* [Excerpt provided]
***
General
Topic outline
INTRODUCTION
Welcome to Operations Research and Optimisation. This module introduces students to the operational research methodologies and their application to real-life problems. Emphasis will be on the use of operational research approaches to support decision-making in an data extensive environment. The learning outcomes of the module are as follows:
- Comprehend the fundamentals of operations research models.
- Perform the operational research modeling using computer software
- Interpret the output of operational research modeling in solving practical problems in the industry
WEEK 1 - TRANSPORTATION MODELS & LINEAR PROGRAMMING
Our very first topics are transportation models and liar programming. The learning outcomes are as follows:
1. To model transportation, assignment, and transshipment problems in appropriate forms of the linear programming model
2. To present a real-world problem into a linear programming model
3. To interpret the sensitivity report generated by computer software.
Provide an example of a real-life problem where linear programming is suitable as a model to solve. You need to identify the parameter clearly in your description.
Topic 3
Now that we have been exposed to the wonderful application of linear programming. We will delve deeper into goal programming and integer linear programming. The learning outcomes are as follows:
1. To model a real-world problem into a goal programming model with different goals and priority levels.
2. To present a real-world problem as a linear programming model.
3. To interpret the sensitivity report generated by computer software.
Consider the in-class exercise.
M&D chemicals produces two products that are sold as raw materials. Management has specified that the combination production for product 1 and 2 must total at least 350 gallons. Separately, a major customer’s order for 125 gallons of product 1 must also be satisfied. Product 1 requires 2 hours of processing time per gallon while product 2 requires 1 hour of processing time per gallon, and for the coming month, 600 hours of processing time are available. M&D’s objective is to satisfy the above requirements at a minimum total production cost. Production costs are $x per gallon for product 1 and $y per gallon for product 2.
***
Records from a collection
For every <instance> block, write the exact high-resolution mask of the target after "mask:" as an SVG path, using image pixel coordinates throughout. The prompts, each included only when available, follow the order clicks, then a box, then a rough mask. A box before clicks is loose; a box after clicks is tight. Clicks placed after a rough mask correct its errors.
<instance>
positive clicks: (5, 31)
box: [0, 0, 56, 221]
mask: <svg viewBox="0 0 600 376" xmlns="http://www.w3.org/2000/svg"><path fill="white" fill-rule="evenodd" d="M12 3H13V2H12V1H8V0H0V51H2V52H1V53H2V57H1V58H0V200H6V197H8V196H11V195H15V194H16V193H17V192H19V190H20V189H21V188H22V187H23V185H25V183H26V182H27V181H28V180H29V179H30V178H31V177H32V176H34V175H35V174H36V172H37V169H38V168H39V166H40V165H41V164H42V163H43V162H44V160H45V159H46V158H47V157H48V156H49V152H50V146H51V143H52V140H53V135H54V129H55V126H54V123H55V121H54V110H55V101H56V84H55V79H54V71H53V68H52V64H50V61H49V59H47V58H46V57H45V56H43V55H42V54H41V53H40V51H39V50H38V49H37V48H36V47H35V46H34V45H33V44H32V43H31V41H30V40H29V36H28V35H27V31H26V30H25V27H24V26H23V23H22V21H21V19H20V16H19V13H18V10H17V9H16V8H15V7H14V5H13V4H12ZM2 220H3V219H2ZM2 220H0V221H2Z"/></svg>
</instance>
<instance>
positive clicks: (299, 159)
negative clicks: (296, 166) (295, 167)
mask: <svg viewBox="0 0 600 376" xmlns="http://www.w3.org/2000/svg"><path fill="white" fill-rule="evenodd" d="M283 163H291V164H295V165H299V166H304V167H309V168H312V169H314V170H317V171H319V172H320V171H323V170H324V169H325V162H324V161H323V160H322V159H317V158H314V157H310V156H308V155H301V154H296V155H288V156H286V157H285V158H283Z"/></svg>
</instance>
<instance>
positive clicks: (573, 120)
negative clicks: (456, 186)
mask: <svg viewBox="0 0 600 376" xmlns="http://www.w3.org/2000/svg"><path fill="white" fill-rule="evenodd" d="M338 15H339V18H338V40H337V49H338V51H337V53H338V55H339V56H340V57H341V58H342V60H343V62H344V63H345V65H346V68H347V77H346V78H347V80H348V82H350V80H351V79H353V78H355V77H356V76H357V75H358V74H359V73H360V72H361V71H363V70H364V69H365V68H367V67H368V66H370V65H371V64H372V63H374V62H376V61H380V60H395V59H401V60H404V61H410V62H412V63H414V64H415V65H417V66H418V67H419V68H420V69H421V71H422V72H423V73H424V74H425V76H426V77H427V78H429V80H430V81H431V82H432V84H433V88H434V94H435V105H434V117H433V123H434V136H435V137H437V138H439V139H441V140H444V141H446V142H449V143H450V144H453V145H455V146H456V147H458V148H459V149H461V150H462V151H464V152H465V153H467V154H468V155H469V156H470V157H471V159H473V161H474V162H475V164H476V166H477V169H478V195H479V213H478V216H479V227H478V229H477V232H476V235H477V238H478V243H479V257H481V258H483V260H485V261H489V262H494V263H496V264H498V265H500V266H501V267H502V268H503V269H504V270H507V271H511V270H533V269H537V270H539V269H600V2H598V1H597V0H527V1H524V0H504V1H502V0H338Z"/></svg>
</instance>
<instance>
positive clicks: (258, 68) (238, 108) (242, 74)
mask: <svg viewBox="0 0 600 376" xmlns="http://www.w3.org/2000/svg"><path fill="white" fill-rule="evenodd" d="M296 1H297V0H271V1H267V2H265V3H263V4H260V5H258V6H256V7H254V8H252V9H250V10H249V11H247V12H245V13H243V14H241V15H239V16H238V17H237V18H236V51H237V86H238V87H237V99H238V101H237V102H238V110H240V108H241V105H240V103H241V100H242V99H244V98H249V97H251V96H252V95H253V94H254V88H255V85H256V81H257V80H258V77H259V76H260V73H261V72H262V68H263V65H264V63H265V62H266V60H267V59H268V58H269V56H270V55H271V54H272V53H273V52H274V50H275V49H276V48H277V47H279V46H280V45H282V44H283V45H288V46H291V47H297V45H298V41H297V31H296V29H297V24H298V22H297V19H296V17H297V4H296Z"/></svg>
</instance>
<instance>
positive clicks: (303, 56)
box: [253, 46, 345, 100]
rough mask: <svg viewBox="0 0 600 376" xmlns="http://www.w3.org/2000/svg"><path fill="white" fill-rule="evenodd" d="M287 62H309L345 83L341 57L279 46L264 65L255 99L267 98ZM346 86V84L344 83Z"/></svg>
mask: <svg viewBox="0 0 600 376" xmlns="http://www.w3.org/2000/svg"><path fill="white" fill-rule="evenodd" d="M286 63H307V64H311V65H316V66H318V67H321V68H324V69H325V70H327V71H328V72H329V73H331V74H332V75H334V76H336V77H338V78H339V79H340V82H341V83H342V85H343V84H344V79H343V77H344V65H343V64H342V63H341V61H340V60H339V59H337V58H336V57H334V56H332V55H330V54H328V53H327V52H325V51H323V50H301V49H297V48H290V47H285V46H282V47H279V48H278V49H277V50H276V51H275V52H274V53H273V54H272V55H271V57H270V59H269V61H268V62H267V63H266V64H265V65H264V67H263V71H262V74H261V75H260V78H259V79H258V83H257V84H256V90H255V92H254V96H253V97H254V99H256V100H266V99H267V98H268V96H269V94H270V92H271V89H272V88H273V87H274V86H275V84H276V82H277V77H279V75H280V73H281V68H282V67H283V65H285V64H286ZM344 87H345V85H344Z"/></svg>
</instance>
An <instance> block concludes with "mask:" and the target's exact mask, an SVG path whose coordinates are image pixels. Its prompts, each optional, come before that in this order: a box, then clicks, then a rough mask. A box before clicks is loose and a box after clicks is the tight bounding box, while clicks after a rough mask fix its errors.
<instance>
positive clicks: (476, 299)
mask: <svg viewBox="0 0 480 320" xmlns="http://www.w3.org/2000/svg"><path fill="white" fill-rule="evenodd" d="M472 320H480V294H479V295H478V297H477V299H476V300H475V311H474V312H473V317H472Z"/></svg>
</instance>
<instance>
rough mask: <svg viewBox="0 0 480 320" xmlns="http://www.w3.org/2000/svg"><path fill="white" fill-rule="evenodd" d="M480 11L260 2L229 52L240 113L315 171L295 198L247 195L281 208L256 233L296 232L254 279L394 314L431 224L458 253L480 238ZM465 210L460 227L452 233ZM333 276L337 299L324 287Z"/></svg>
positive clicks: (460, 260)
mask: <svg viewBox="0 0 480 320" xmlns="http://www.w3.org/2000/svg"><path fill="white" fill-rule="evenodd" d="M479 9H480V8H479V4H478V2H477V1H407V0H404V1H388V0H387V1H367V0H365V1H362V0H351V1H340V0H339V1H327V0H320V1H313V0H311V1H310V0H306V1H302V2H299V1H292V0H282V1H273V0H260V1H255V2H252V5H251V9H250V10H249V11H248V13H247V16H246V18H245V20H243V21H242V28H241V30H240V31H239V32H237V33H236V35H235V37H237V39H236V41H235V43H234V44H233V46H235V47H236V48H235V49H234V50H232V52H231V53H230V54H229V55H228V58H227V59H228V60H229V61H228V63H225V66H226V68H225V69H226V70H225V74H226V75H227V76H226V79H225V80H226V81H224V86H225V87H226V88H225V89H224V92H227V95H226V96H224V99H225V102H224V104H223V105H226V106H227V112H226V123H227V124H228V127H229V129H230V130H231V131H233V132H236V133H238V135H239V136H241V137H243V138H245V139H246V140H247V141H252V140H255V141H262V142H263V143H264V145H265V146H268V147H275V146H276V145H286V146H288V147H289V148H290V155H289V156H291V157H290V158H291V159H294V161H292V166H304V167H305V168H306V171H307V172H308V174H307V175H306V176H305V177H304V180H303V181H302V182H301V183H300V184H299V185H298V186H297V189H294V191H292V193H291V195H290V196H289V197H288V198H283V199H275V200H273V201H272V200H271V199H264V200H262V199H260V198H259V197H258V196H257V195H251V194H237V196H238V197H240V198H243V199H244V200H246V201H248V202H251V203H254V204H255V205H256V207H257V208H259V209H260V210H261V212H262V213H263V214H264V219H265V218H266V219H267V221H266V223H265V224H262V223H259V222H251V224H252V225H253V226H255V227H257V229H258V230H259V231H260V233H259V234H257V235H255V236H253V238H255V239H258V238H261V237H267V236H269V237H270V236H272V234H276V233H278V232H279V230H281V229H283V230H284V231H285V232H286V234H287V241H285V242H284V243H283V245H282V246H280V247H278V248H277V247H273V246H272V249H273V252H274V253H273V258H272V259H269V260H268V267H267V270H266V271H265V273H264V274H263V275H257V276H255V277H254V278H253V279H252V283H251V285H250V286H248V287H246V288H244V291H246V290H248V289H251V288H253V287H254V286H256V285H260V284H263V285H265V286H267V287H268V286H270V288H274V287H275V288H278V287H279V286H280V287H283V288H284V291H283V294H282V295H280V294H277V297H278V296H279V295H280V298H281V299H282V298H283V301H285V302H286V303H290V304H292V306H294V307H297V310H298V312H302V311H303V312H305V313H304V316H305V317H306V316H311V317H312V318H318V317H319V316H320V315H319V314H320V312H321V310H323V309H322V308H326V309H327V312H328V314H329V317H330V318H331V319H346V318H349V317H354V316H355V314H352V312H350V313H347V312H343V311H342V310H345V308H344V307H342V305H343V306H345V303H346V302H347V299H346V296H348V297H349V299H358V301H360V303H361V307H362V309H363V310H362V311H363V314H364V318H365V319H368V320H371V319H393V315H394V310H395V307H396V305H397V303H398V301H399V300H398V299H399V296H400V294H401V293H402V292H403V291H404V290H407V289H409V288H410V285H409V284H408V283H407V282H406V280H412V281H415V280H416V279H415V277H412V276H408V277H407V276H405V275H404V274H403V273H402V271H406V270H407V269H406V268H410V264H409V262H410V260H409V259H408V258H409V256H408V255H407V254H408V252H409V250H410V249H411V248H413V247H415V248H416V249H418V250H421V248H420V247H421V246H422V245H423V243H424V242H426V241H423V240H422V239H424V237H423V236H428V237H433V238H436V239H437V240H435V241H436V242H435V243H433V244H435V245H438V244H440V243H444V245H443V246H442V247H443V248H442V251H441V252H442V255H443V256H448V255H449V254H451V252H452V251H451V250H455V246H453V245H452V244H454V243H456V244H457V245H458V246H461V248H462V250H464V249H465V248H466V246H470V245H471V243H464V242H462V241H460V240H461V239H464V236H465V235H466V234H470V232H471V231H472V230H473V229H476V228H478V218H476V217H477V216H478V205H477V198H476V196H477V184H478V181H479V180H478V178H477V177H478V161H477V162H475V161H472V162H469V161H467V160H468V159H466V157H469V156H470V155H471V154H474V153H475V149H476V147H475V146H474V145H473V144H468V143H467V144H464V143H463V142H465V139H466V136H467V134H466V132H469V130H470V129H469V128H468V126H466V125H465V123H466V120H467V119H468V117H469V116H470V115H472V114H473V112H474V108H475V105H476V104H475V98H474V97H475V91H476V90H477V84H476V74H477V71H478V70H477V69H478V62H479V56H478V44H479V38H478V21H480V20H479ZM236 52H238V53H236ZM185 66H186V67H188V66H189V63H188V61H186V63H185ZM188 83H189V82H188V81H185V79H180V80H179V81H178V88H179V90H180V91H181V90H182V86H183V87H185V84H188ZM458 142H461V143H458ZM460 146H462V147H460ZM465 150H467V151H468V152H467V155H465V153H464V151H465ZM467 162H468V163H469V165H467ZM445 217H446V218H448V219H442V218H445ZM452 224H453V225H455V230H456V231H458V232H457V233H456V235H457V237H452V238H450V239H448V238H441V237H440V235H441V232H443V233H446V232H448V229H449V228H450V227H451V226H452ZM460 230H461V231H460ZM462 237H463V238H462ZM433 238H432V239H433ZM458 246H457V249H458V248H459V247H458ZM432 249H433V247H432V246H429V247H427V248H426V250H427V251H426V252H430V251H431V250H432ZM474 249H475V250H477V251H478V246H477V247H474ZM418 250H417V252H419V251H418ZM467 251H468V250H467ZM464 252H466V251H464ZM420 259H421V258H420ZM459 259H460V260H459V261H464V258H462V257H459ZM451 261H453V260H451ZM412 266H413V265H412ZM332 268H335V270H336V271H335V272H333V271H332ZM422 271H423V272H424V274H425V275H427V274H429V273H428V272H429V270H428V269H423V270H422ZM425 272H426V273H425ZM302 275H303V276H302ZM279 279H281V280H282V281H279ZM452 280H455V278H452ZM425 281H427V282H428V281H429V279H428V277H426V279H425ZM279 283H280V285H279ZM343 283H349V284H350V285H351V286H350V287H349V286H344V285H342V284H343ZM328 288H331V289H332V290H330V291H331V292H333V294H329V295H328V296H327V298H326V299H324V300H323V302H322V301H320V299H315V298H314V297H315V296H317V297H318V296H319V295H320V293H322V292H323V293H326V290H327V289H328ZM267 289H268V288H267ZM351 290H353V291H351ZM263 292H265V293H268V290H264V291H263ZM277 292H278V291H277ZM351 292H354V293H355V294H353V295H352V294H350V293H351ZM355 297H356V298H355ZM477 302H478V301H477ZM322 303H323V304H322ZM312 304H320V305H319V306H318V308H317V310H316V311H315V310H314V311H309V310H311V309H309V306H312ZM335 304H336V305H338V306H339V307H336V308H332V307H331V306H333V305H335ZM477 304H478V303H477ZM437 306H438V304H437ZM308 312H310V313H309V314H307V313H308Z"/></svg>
***
* [Request]
In the course outline, how many hours of processing time does the M&D Chemicals exercise say are available for the coming month?

* [Task solution]
600 hours.